What is required → All lines in the entries below that hold "Target" make up the answer.

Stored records
- - -
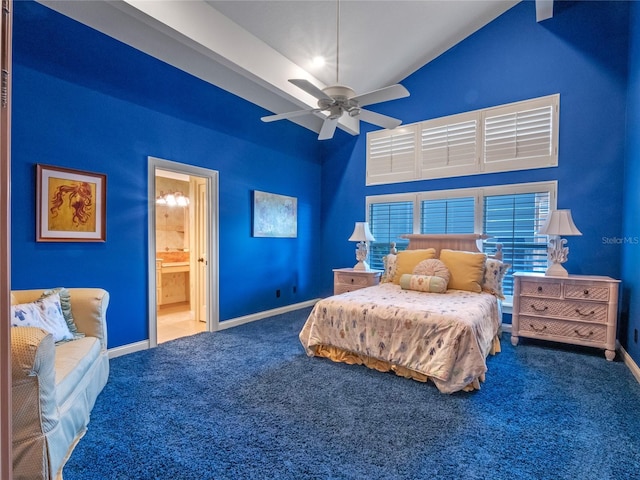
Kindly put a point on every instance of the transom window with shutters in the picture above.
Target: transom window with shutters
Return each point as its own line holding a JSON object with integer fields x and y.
{"x": 510, "y": 214}
{"x": 516, "y": 136}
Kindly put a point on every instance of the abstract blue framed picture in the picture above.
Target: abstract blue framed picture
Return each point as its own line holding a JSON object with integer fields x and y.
{"x": 274, "y": 215}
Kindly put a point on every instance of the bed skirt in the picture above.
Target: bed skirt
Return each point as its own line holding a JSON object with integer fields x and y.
{"x": 344, "y": 356}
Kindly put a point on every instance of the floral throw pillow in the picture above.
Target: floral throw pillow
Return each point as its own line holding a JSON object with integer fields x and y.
{"x": 65, "y": 303}
{"x": 389, "y": 262}
{"x": 494, "y": 273}
{"x": 45, "y": 313}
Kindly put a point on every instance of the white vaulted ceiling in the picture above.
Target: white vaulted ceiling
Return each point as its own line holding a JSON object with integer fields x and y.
{"x": 252, "y": 47}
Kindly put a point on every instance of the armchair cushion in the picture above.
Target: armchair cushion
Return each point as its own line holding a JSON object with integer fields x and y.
- - -
Problem solution →
Target: transom window with shutters
Target: abstract blue framed picture
Target: bed skirt
Target: floral throw pillow
Target: white vaulted ceiling
Target: armchair cushion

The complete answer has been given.